On one hand, rock music risks being left behind because of its lack of diversity: The genre is still overwhelmingly dominated by hyper-masculine straight white male personalities while other genres are increasingly inclusive. Goodman notes former RCA product manager Dave Gottlieb’s insight that “all the great things about music come up from anger, from outrage, and from a need to connect with anger and outrage,” and perhaps this is the more immediate explanation for the current impotence of rock music.

A sign of the times, the U.S. top 50 chart on Spotify displays hip-hop as the unquestionable victor in the age of shuffling and streaming, and rightfully so—Kendrick Lamar’s documentation of the black experience in modern America on DAMN. superseded Grammy validation and won a Pulitzer Prize this year, and people are streaming West’s ye as if it’s the only album that came out this year despite its glaring shortcomings. Through its highs and lows, rap dominates rock in the modern age because it is simply more palatable to the millennial ear.

Rock ’n’ Roll is Dead

Cage The Elephant’s “In One Ear” oozes eerie self-awareness with the prophetic lyric, “Rock and roll is dead I probably should have stayed in school.” While I am endlessly grateful Matt Shultz traded in textbooks for tour buses, the genre certainly hasn’t been revitalized since the 2009 song.

Even without chart competition with other genres, rock music simply isn’t what it was 15 years ago. In the age of digitization, rock music conformed to synth sound and lost its unique ability to rebel against the mainstream in the process. Despite early promises of a return to rock’s golden age with the British Arctic Monkeys’ raw 2006 Whatever People Say I Am, That’s What I’m Not and Cage The Elephant’s 2009 snarling self-titled debut, the rock giants failed to sustain the momentum to propel the genre back to the podium in recent years: Following AM’s unprecedented commercial success, Arctic Monkeys delivered one of the biggest let-downs of 2018 on Tranquility Base Hotel and Casino by replacing guitars with organs and pianos. The Black Keys followed a similar trajectory, trading in the youthful recklessness of early albums Magic Potion and Attack & Release for refined riffs on the 2015 Turn Blue.

• [DATA PROVIDED]:

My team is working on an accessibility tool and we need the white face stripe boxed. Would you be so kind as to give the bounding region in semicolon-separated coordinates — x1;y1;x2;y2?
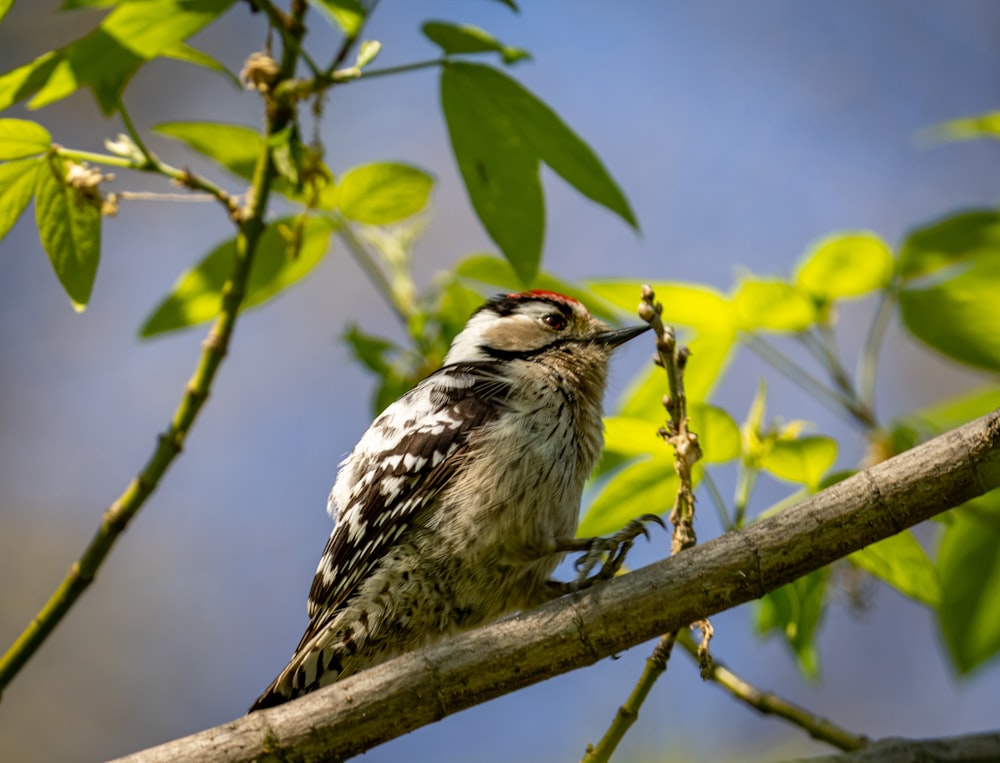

• [EXERCISE 1]:
In the rock music piece, turn the paragraph beginning "Even without chart competition" into a short bulleted list that keeps its main facts.
• [EXERCISE 2]:
Summarize the rock music piece in two sentences.
• [EXERCISE 3]:
Resume the rock music piece from the point where it stops.
The data is separate from the piece about rock music.

• [WRITTEN RESPONSE 1]:
- Even without competing against other genres on the charts, rock music isn't what it was 15 years ago.
- In the age of digitization, rock conformed to synth sound and lost its ability to rebel against the mainstream.
- Arctic Monkeys' raw 2006 album Whatever People Say I Am, That's What I'm Not and Cage The Elephant's snarling 2009 self-titled debut promised a return to rock's golden age, but these bands failed to sustain the momentum.
- After the commercial success of AM, Arctic Monkeys replaced guitars with organs and pianos on Tranquility Base Hotel and Casino, one of the biggest let-downs of 2018.
- The Black Keys traded the youthful recklessness of Magic Potion and Attack & Release for refined riffs on 2015's Turn Blue.

• [WRITTEN RESPONSE 2]:
Rock music risks being left behind because it lacks the diversity of other genres, while hip-hop dominates streaming and is more palatable to the millennial ear. Rock has also lost its ability to rebel against the mainstream by conforming to synth sound, and bands such as Arctic Monkeys and The Black Keys moved away from the raw sound of their early albums.

• [WRITTEN RESPONSE 3]:
Cage The Elephant derailed the contained chaos of the 2015 Tell Me I’m Pretty with a demure Unpeeled album that sucked the soul out of many of the Kentucky-based band’s most strident riffs. Cage the Elephant covered Julian Casablancas’ “Instant Crush” on Unpeeled, both a touching tribute to the trailblazer and a striking reminder that modern bands are piggybacking off the success of their predecessors in many ways.



Make Rock Great Again

Chuck Berry birthed the iconic “Johnny B. Goode,” a model for modern rock, around the same time American boots first landed on the soil of Vietnam. The Strokes saved a post-9/11 America from carnage and chaos by capturing the collective rage with vicious guitar riffs and unapologetically loud drum beats.

We live under a president Alex Turner likens to “a wrestler wearing tight golden trunks,” a man  White dubbed “Icky Trump,” a departure from the usual “Icky Thump,” in a recent Gov Ball performance. Gun violence’s evening news residency and the never-ending war on terror make the future feel increasingly insecure for many. The world has never been so primed for a rock revolution, but its leaders tasked with the challenge of making rock great again have yet to take the stage.